▸ Stored data entries:
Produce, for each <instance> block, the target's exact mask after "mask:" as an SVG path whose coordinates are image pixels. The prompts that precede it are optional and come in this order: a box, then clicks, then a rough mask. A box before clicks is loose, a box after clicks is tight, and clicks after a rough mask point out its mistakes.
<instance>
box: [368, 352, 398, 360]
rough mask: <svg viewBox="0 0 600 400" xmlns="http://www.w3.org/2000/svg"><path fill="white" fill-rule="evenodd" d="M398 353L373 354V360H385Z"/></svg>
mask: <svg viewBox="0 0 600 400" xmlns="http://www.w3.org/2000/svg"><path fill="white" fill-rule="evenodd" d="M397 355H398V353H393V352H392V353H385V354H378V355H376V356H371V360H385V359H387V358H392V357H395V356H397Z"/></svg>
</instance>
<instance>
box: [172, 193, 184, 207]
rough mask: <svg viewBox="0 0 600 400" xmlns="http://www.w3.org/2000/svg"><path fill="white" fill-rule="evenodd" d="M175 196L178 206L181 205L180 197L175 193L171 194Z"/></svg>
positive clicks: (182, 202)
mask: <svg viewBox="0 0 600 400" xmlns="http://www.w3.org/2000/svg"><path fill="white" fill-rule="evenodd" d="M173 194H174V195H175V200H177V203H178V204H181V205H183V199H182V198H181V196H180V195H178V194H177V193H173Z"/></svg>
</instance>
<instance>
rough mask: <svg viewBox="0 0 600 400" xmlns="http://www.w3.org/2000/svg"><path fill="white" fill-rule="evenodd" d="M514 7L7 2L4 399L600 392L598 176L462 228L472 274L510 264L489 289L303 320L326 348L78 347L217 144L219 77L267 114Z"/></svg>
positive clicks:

▸ Exercise objective:
Please restate every record above word for word.

▸ Exercise output:
Produce, for each <instance> block, the target's exact mask after "mask:" as an SVG path whose coordinates are image pixels. The prompts that precede it are optional and come in this order: a box, then clicks, then a rough mask. A box before clicks is loose, a box after clicks is tight, and clicks after a rough mask point out its mistakes.
<instance>
box: [368, 352, 398, 360]
rough mask: <svg viewBox="0 0 600 400" xmlns="http://www.w3.org/2000/svg"><path fill="white" fill-rule="evenodd" d="M398 353L373 354V360H385Z"/></svg>
mask: <svg viewBox="0 0 600 400" xmlns="http://www.w3.org/2000/svg"><path fill="white" fill-rule="evenodd" d="M397 355H398V353H393V352H392V353H385V354H378V355H376V356H371V360H385V359H387V358H392V357H395V356H397Z"/></svg>
</instance>
<instance>
box: [172, 193, 184, 207]
rough mask: <svg viewBox="0 0 600 400" xmlns="http://www.w3.org/2000/svg"><path fill="white" fill-rule="evenodd" d="M175 196L178 206L181 205L180 197L175 193L171 194Z"/></svg>
positive clicks: (182, 202)
mask: <svg viewBox="0 0 600 400" xmlns="http://www.w3.org/2000/svg"><path fill="white" fill-rule="evenodd" d="M173 194H174V195H175V200H177V203H178V204H181V205H183V199H182V198H181V196H180V195H178V194H177V193H173Z"/></svg>
</instance>
<instance>
rough mask: <svg viewBox="0 0 600 400" xmlns="http://www.w3.org/2000/svg"><path fill="white" fill-rule="evenodd" d="M514 7L7 2L4 399L600 392L598 176L462 228L472 274L510 264L489 289L303 320L326 348L78 347L217 144L219 77L267 114Z"/></svg>
positive clicks:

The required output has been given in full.